CPC G06F 16/283 (2019.01) [G06F 16/212 (2019.01); G06F 16/2452 (2019.01); G06F 16/248 (2019.01); G06F 9/54 (2013.01)] | 20 Claims |
1. A system configured to provide access to information in a relational database via Application Programming Interface (API) operations for dataframes, the system comprising:
electronic storage configured to electronically store information, wherein the stored information represents an input dataframe, wherein the input dataframe includes a two-dimensional, ordered, table of dataframe table positions, wherein individual ones of the table positions contain dataframe values, wherein the two dimensions include a first dimension of columns and a second dimension of rows, wherein the input dataframe further includes one or more sets of row labels for the rows, and a set of column labels for the columns, and wherein the rows are ordered; and
one or more processors configured by machine-readable instructions to:
generate a first relation that represents the input dataframe, the first relation having a first schema that defines a set of attributes and a corresponding set of attribute types, wherein attribute values of individual ones of the set of attributes have a corresponding attribute type from the corresponding set of attribute types, wherein the first relation includes an unordered set of records having the set of attributes, wherein individual records correspond to individual rows of the input dataframe such that the attribute values within the individual records are determined from the dataframe values contained in corresponding rows of the input dataframe;
obtain a dataframe query to be performed on the input dataframe, wherein the dataframe query is in accordance with an Application Programming Interface (API) that provides data analysis modalities for dataframes;
translate the dataframe query into a sequence of relational database operations, such translation including:
(i) a determination of the sequence of relational database operations based on the dataframe query and further based on the attribute values of the first relation so the sequence of relational database operations is configured to generate output corresponding to prospective output of performance of the dataframe query on the input dataframe,
(ii) a determination of a second schema of a second relation, wherein the determination is based on the dataframe query and on the attribute values of the first relation, wherein the second schema defines a second set of attributes and a second corresponding set of attribute types, wherein attribute values of individual ones of the second set of attributes have a corresponding attribute type from the second corresponding set of attribute types, and
(iii) a determination of one or more relational database operations that populate individual ones of records of the second relation;
perform the sequence of relational database operations on the first relation to generate the second relation having the second schema, and wherein the second relation includes the individual ones of the records with the attribute values of the individual ones of the second set of attributes as populated;
present at least a portion of the second relation to a user.
|

Point placement entries:

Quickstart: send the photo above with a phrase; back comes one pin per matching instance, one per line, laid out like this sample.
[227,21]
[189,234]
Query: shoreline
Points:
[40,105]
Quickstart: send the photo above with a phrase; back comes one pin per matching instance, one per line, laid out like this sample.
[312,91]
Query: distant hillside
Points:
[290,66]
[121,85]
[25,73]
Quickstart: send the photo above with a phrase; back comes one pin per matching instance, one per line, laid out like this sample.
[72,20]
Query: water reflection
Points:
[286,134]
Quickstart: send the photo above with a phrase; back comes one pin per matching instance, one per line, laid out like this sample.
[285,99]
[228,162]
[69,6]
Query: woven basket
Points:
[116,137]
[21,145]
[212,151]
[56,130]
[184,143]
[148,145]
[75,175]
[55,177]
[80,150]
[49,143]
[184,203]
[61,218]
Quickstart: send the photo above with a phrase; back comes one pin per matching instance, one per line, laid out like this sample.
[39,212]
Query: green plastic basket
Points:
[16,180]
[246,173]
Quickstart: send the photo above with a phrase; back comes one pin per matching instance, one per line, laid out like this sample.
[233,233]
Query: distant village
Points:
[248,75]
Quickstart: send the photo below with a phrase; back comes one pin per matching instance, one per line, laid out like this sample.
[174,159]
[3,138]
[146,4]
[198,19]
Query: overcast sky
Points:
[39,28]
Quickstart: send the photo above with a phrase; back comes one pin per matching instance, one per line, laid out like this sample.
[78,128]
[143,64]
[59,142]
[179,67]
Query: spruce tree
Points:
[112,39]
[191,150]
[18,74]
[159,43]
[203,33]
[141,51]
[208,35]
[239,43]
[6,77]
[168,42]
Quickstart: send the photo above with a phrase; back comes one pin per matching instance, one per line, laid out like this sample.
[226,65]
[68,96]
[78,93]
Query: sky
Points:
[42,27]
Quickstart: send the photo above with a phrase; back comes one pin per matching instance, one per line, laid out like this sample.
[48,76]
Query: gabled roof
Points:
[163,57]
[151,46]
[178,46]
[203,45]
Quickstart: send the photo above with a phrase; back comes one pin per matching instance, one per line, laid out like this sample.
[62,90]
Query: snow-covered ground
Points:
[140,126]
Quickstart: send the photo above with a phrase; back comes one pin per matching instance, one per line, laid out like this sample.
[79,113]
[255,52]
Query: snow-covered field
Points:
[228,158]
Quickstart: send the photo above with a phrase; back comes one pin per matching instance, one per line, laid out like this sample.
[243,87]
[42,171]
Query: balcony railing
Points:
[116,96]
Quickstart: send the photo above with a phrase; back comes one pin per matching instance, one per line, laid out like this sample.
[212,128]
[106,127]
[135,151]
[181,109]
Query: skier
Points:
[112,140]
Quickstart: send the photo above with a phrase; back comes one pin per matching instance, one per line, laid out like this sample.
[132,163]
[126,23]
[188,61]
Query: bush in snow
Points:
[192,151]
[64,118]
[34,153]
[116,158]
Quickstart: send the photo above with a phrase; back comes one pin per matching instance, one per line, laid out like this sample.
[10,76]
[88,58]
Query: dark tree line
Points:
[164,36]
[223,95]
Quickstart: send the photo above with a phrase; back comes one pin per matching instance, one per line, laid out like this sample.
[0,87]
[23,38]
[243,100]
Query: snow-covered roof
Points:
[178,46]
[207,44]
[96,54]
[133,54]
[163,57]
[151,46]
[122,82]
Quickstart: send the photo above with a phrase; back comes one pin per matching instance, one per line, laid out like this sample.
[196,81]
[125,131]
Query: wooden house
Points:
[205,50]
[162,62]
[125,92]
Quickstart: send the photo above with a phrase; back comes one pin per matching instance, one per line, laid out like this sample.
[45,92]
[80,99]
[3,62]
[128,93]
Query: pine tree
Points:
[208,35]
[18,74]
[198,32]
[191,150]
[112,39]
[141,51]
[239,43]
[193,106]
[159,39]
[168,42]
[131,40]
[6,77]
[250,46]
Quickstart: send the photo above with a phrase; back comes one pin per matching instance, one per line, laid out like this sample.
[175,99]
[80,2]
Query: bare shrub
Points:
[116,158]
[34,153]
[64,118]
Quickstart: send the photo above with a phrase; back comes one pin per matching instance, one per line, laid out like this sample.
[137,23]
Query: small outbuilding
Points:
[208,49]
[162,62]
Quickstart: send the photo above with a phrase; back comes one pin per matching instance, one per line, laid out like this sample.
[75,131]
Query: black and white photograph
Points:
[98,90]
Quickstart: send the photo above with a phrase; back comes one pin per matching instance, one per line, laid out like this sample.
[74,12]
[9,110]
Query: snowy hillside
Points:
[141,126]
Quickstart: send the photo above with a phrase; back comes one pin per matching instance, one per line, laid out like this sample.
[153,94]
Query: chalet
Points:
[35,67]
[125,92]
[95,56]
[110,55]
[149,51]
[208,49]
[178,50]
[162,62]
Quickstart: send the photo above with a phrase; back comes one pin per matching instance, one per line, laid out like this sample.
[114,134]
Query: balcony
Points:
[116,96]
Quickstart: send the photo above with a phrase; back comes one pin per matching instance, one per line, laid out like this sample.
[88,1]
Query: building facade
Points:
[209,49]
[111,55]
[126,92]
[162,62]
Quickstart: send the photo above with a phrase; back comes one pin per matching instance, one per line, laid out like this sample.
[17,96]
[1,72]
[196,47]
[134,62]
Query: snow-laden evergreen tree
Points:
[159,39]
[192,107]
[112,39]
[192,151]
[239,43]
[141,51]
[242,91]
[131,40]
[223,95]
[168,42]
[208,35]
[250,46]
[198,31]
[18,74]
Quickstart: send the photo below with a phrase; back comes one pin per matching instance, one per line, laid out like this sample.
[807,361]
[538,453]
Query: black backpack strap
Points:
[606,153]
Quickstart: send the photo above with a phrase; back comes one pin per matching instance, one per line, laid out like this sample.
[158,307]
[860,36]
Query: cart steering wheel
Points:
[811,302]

→ **YOUR TASKS**:
• A. In the patent claim, is the set of records in the first relation ordered or unordered?
• B. Gather every line of the entries that contains the word "balcony".

→ **RESULTS FOR THE EXERCISE**:
• A. The first relation includes an unordered set of records.

• B.
Query: balcony railing
Query: balcony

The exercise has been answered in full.